EXERCISE TASKS =
A. The Apache Nifi passage names several external sources from which flow files are fetched. List each of them.
B. Resume the Apache Nifi passage, picking up after its final sentence.

GIVEN TEXT =
You can also explore the overview of Test and Behaviour Driven Development in this blog.

Test-Driven Development For Big Data Tools

Understanding Apache Nifi

Apache Nifi is a widely used framework for Data Ingestion where we can define our workflows to ingest data from a particular source and route it to multiple destinations by defining processors, controller services etc.

It also provides some processors to do pre-processing work like conversion from one format to the other, adding extra attributes to the incoming data.

While developing our workflows in Apache Nifi, it is very important to test our workflows and controller services used by them.

  • Apache Nifi Workflows

Apache Nifi workflow comprises of various processors which takes flow files as input and outputs and Nifi Workflow takes care of output to be passed to next processor as input. Flow Files are actual data which has been fetched from external sources like Amazon S3, HDFS, Databases, API etc.

  • Controller Services

Controller services are inbuilt services offered by Nifi which are used by processors to connect to external sources like DBCP Connection Pool, Hive Connector services or transformation services like defining AVRO Schema Parser for our external sources. So basically, we configure our controller services separately in Nifi, so that we can use our data sources in an optimized manner.

Position identification records:
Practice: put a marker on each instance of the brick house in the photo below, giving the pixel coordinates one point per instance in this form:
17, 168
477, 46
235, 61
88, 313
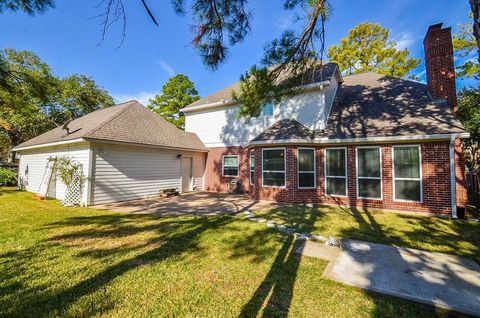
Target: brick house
365, 140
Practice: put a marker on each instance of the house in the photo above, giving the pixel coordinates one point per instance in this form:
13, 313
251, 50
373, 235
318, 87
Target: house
364, 140
126, 152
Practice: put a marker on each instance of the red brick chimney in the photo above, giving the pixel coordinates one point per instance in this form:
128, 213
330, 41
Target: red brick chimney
439, 64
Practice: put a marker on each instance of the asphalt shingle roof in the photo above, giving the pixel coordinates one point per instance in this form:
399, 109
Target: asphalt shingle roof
129, 122
323, 74
374, 105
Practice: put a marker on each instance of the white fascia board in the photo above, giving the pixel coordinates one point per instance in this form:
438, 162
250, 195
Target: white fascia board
326, 140
50, 144
231, 102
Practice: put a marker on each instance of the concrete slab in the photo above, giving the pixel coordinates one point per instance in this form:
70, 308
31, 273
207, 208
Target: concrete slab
194, 203
319, 250
437, 279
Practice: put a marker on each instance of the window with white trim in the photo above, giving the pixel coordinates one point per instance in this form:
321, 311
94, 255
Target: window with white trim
369, 173
273, 167
252, 167
306, 168
336, 171
230, 166
407, 176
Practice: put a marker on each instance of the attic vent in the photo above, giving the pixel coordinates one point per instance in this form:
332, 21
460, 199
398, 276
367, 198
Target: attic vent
66, 128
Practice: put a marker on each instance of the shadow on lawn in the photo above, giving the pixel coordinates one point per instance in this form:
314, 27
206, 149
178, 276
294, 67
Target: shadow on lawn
172, 239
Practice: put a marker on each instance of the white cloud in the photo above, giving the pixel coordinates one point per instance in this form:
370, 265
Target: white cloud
166, 67
404, 40
141, 97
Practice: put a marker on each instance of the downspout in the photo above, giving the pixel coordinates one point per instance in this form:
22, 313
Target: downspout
453, 177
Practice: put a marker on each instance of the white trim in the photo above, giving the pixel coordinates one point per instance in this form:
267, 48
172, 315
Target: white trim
279, 171
314, 168
453, 177
411, 179
250, 153
223, 166
50, 144
326, 140
325, 172
90, 176
371, 178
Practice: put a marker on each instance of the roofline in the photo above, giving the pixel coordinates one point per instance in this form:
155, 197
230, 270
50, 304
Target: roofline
230, 102
106, 141
72, 141
326, 140
49, 144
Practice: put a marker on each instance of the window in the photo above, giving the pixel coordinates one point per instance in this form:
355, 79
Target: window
407, 173
273, 167
306, 168
230, 166
336, 171
369, 173
252, 167
267, 109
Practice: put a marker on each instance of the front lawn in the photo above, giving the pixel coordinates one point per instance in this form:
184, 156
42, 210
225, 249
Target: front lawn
57, 261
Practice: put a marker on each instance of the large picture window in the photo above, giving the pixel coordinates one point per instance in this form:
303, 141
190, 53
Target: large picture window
407, 173
336, 171
306, 168
252, 167
273, 167
369, 173
230, 166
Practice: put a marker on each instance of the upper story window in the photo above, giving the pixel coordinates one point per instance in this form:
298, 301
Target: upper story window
407, 173
230, 166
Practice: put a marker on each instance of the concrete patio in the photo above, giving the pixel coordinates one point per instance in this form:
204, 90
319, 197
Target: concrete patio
194, 203
436, 279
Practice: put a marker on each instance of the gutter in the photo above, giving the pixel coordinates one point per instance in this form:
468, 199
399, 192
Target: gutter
326, 140
50, 144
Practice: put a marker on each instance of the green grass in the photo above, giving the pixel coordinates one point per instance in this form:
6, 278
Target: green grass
76, 262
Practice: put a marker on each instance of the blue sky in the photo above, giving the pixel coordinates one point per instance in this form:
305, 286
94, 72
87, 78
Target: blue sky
66, 38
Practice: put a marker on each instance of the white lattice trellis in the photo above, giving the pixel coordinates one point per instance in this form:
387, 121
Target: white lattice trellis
73, 194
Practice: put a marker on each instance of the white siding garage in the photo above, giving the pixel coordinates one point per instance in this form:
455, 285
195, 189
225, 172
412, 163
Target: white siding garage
33, 164
122, 172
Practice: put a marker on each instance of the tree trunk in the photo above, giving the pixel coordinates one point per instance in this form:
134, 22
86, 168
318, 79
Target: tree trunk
475, 5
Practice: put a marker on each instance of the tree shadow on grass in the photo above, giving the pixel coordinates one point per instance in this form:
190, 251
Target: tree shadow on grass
275, 292
167, 238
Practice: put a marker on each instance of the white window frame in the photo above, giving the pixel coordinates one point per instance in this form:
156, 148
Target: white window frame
284, 171
223, 166
325, 172
412, 179
314, 168
369, 178
252, 152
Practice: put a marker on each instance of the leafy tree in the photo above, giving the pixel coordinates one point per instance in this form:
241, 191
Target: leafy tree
368, 48
465, 44
469, 115
178, 92
33, 100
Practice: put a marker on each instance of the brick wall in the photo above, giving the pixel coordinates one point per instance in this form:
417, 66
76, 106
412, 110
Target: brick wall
435, 179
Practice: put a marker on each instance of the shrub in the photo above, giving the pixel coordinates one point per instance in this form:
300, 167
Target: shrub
8, 177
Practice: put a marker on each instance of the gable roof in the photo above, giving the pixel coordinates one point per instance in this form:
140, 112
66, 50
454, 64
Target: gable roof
324, 73
372, 105
129, 122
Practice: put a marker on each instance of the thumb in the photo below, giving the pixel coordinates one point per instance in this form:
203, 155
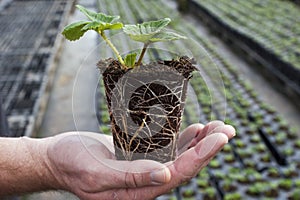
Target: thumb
138, 173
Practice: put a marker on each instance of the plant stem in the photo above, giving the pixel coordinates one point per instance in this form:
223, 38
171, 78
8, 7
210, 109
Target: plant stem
110, 44
142, 54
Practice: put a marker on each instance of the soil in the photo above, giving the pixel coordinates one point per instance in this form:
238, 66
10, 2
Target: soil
145, 106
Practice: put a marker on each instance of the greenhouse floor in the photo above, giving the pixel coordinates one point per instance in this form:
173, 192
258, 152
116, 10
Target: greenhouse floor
66, 113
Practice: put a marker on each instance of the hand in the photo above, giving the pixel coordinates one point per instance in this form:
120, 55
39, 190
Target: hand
84, 164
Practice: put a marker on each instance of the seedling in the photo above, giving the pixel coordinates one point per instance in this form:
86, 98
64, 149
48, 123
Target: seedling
146, 33
233, 196
144, 103
286, 184
295, 195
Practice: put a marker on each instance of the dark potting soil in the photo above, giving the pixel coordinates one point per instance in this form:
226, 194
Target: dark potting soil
145, 106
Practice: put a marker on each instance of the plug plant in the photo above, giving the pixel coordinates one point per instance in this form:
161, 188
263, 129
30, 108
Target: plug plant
143, 100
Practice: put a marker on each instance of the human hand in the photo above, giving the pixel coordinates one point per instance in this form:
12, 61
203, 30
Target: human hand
84, 164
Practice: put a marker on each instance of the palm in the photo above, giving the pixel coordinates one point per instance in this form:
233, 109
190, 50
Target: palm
88, 167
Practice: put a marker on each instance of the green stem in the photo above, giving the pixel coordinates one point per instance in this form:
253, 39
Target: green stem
142, 54
110, 44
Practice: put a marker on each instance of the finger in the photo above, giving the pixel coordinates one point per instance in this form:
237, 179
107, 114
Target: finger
191, 161
138, 173
186, 166
187, 136
226, 129
208, 128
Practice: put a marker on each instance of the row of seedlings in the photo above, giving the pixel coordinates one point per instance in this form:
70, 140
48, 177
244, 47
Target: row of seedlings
228, 158
254, 127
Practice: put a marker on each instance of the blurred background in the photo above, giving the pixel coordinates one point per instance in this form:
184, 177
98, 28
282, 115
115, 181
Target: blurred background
248, 53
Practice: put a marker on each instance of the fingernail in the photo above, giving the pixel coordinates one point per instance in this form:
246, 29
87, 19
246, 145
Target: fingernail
160, 176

THE RESULTS =
A. Amazon S3, HDFS, Databases, API

B.
These are some tools used for Nifi Workflow and custom processor testing

  • NiFi mock module for Unit Testing Custom Processor
  • Generate FlowFile for Stress/Load Testing

Nifi-mock module for Testing Custom Processor

We can also build any custom processors according to our requirements. Nifi offers this module to test the custom processor.

Nifi-mock module aims to test every processor with its functional behavior like some processors in the Apache Nifi workflow will be for transforming data from one format to another format, adding new attributes (Data Enrichment) or removing unnecessary attributes(Data Cleaning) from flow files.

Nifi-mock provides a Test Runner class in which we can write test cases for each processor and set up mock data for them and invoke them using @OnTrigger annotation.

All Mock Data setup by us will be converted into Flow files and create ProcessSessions and ProcessContexts to start the job for Nifi processors and also invoke other lifecycle methods for a processor.

So, TestRunner class executes the test cases in the same way as it runs on staging or production environment and hence ensures us that our processors will work properly in the production environment.

Stress Testing vs Load Testing using Generate FlowFile

Now, another important aspect of testing is Load Testing. We must validate our Nifi workflow for data coming at a higher velocity and how it behaves at that point.

For this, Nifi provides Generate FlowFile processor which we can use as our Mock data source and we can specify the number of files we want to generate along with their size. So this will keep generating the sample file and we can test the flow with a heavy workload.

Apache Kafka Cluster Architecture

Apache Kafka is widely used as a Real-time streaming source for Big Data Platform. So it is also a part of Data Ingestion Layer, as Apache Nifi collects the data from our Data Source and then writes it on Kafka Topics and Kafka provides very low latency and high performance read/writes and is used as streaming sources by a lot of consumers like Apache Spark, Apache Flink, Apache Storm etc.

It is very important to test the connectivity, performance, and concurrency before using it in the production.

Various tools used are –

  • Embedded Kafka for Unit Testing.
  • DuckTape for Integration and Performance Testing.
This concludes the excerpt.